**Metin seçkisi**
Abaküs Yazılım
8. Hukuk Dairesi
Esas No: 2018/12647
Karar No: 2019/3424
Karar Tarihi: 28.03.2019

Yargıtay 8. Hukuk Dairesi 2018/12647 Esas 2019/3424 Karar Sayılı İlamı

8. Hukuk Dairesi         2018/12647 E.  ,  2019/3424 K.

    "İçtihat Metni"

    MAHKEMESİ :Asliye Hukuk Mahkemesi


    Taraflar arasında görülen ve yukarıda açıklanan davada yapılan yargılama sonucunda Mahkemece el atmanın önlenmesi talebi açısından karar verilmesine yer olmadığına ecrimisil talebi yönünden asıl ve birleştirilen davaların kabulüne dair kararın davalılar vekili tarafından temyiz edilmesi üzerine Yargıtay 1.Hukuk Dairesi’nin 20.02.2018 tarihli ve 2015/3430 Esas, 2018/1039 Karar sayılı ilamı ile yerel mahkeme kararının bozulmasına karar verilmişti. Taraf vekillerince süresinde kararın düzeltilmesi istenilmiş olmakla dosya incelendi gereği düşünüldü :

    KARAR

    Davacı ... vekili asıl davada; müvekkilinin maliki olduğu 3 sayılı parseldeki 10 no’lu bağımsız bölümü davalıların haklı ve geçerli bir nedene dayanmaksızın kullandıklarını, 20/07/2011 tarihinde çekişmeli taşınmazı tahliye etmeleri için davalılara tebliğ edilen ihtara rağmen müdahalenin sürdüğünü ileri sürerek, davalıların çekişmeli bağımsız bölüme yönelik el atmalarının önlenmesini ve 21.07.2011-18.10.2011 tarihleri arasındaki dönem için toplam 3.440,00 TL ecrimisilin yasal faizi ile birlikte davalılardan tahsilini; birleştirilen davada ise davalıların müdahalelerini sürdürdüğünü ileri sürerek, 18/10/2011-08/07/2014 tarihleri arasındaki dönem için 39.600,00 TL ecrimisilin yasal faizi ile birlikte davalılardan tahsilini istemiş , birleştirilen davadaki ecrimisil isteğini 45.842,00 TL’ye ıslah etmiş, yargılama sırasında asıl ve birleştirilen davalardaki 100.000,00 TL ye kadar doğacak alacağını 13/10/2014 tanzim tarihli temlikname ile ...’e temlik etmiş, adı geçen tarafından davacı sıfatıyla dava takip edilmiştir.

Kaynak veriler
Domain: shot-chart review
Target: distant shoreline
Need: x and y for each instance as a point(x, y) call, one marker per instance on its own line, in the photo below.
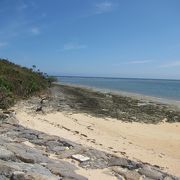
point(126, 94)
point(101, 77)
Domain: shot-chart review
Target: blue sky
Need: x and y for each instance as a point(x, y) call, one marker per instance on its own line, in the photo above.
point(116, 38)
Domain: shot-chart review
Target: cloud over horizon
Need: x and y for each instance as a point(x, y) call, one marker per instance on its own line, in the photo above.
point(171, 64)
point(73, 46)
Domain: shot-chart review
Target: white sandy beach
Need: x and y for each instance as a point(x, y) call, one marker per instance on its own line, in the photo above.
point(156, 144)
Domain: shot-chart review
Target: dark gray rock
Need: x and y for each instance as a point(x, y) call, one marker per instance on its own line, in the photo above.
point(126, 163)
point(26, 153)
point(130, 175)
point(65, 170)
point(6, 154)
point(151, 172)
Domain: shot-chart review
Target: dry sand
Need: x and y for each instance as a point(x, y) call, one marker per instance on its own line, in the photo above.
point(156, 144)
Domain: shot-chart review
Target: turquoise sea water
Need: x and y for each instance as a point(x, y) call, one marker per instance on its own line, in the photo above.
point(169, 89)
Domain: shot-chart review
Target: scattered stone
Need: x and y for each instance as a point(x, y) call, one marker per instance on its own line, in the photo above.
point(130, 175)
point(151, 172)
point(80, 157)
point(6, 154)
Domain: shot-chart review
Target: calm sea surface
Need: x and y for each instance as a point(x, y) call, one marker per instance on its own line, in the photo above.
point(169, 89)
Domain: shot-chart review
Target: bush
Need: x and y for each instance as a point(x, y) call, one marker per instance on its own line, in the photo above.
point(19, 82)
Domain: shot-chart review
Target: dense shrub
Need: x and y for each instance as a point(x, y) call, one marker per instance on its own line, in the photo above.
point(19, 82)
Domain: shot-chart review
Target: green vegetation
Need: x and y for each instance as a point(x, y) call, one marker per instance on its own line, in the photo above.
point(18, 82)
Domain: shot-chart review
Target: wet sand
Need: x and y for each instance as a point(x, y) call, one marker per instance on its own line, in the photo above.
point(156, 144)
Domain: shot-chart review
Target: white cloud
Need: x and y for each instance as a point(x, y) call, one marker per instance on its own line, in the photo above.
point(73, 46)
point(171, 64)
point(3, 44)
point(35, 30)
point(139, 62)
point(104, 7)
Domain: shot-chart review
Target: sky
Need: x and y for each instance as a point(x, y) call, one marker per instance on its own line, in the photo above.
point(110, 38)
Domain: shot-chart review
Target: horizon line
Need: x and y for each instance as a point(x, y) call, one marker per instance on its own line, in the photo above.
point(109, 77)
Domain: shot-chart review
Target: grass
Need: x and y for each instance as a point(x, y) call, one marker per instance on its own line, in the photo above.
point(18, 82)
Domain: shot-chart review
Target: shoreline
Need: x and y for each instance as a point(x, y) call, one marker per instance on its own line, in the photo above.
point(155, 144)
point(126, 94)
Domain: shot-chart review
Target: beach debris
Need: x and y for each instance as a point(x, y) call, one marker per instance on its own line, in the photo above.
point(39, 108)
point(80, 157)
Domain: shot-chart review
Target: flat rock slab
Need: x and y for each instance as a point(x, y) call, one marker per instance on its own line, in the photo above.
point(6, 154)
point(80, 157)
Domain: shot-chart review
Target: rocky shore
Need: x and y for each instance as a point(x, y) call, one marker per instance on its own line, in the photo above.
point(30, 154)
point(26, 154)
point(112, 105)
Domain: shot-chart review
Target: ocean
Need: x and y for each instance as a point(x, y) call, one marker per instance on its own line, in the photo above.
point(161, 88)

...

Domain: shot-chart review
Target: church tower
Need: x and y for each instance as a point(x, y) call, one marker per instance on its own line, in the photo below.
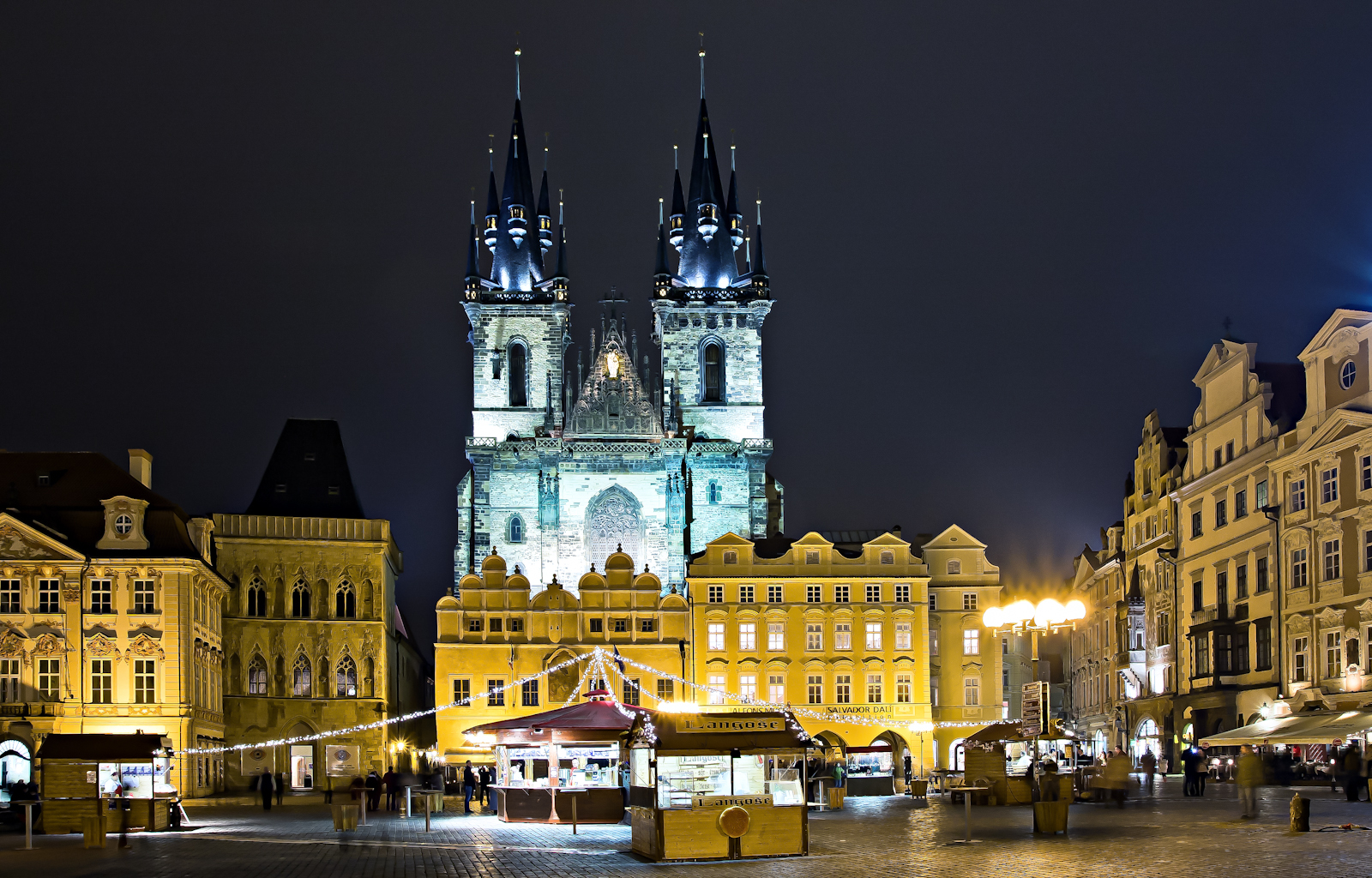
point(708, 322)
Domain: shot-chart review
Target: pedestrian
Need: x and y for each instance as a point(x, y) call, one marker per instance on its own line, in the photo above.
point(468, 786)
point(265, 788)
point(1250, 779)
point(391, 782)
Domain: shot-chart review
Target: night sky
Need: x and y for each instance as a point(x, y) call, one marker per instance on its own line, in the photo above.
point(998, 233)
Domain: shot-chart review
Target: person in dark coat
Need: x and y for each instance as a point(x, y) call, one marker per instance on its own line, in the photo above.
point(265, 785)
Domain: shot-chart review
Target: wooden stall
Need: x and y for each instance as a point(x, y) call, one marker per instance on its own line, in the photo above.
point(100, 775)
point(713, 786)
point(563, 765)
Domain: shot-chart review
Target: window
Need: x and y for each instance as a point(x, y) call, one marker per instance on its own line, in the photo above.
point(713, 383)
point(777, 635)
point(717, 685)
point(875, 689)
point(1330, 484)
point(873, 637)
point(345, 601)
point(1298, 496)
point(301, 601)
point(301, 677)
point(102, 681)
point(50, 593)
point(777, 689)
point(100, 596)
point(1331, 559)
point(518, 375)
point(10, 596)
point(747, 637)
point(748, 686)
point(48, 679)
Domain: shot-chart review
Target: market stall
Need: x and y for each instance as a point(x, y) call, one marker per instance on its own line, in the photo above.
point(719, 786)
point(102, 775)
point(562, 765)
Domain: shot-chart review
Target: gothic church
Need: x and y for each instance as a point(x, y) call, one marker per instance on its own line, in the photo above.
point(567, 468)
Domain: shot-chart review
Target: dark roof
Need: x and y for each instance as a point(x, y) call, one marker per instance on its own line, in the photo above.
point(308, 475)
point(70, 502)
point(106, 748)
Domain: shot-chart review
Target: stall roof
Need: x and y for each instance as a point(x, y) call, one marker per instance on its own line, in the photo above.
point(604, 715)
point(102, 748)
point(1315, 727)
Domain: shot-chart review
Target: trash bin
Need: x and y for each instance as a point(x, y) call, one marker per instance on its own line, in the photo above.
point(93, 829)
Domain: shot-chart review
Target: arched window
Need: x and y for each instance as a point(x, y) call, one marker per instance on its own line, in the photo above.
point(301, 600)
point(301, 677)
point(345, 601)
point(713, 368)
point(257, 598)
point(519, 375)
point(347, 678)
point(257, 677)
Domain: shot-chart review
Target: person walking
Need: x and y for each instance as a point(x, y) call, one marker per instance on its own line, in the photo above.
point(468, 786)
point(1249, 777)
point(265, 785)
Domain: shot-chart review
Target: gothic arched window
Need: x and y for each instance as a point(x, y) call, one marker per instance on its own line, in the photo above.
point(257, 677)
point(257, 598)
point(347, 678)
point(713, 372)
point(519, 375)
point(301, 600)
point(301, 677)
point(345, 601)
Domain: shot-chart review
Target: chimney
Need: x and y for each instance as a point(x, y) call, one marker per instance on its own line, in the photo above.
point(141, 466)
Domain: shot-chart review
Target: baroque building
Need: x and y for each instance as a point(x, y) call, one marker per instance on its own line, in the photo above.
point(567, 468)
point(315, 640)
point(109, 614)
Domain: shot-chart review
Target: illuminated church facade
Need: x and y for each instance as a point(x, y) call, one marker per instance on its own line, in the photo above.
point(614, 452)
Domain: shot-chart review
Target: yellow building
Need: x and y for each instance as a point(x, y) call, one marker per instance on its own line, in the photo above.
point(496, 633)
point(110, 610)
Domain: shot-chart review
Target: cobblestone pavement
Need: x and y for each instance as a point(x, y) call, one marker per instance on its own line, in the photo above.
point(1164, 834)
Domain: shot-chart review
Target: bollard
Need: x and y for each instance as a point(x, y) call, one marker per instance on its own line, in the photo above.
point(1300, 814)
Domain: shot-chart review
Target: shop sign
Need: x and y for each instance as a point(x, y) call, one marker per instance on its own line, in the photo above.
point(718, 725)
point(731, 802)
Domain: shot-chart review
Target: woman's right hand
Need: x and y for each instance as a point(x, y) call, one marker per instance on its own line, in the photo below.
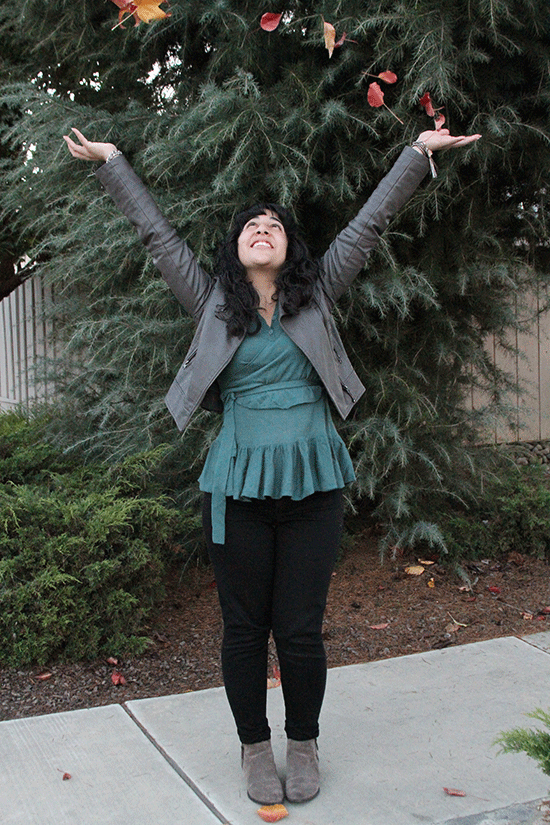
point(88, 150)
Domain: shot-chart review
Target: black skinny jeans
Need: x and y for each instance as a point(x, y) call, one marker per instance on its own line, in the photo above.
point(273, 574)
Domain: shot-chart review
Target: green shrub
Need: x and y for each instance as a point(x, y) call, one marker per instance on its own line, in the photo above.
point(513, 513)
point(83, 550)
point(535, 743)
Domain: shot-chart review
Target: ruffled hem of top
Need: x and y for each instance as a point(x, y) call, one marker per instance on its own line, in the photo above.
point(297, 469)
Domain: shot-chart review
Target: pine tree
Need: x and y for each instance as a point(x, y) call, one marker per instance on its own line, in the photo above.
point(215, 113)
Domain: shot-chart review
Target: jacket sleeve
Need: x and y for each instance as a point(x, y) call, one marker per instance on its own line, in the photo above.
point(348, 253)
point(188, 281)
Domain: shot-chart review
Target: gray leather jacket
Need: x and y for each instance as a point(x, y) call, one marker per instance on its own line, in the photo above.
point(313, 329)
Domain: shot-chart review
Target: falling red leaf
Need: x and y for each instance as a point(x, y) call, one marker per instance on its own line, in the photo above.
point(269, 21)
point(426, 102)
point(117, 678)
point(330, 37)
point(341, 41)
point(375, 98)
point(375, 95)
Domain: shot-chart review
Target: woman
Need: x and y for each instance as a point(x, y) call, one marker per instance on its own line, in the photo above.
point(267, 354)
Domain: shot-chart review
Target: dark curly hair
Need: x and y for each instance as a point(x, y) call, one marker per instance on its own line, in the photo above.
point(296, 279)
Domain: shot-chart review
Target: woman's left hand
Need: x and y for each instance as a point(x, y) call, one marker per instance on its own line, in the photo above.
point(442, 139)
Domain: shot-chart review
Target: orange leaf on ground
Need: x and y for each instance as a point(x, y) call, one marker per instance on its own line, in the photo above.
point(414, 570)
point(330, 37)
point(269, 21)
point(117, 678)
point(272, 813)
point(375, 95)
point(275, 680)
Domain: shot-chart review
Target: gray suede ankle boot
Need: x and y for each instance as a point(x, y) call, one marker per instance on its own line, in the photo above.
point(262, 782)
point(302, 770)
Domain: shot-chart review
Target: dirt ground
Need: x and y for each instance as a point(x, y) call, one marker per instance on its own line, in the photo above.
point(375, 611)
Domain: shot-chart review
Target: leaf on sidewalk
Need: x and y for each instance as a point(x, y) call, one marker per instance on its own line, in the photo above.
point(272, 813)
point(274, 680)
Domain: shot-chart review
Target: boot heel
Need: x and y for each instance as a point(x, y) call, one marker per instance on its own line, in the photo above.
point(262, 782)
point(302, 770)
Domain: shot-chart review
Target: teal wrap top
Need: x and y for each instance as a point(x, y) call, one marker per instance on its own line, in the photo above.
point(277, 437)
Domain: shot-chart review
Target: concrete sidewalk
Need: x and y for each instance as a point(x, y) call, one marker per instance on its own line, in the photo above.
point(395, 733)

**Aşağıdakileri tamamlayın**
1. Karar metnine göre aşağıdaki soruları yanıtlayın.
(a) Yerel mahkeme kararını bozan Yargıtay 1. Hukuk Dairesi ilamı hangi tarihlidir?
(b) Davacının maliki olduğu bağımsız bölüm, 3 sayılı parselde kaç numaralıdır?
(c) Birleştirilen davadaki ecrimisil isteği kaç TL'ye ıslah edilmiştir?
2. Karar metninde "Abaküs Yazılım" ile "E.  ,  2019/3424 K." arasındaki kısmı, bu iki ifade de dahil olmak üzere aynen yineleyin.

**Yanıt listesi**
1.
(a) 20.02.2018
(b) 10
(c) 45.842,00 TL

2.
Abaküs Yazılım
8. Hukuk Dairesi
Esas No: 2018/12647
Karar No: 2019/3424
Karar Tarihi: 28.03.2019

Yargıtay 8. Hukuk Dairesi 2018/12647 Esas 2019/3424 Karar Sayılı İlamı

8. Hukuk Dairesi         2018/12647 E.  ,  2019/3424 K.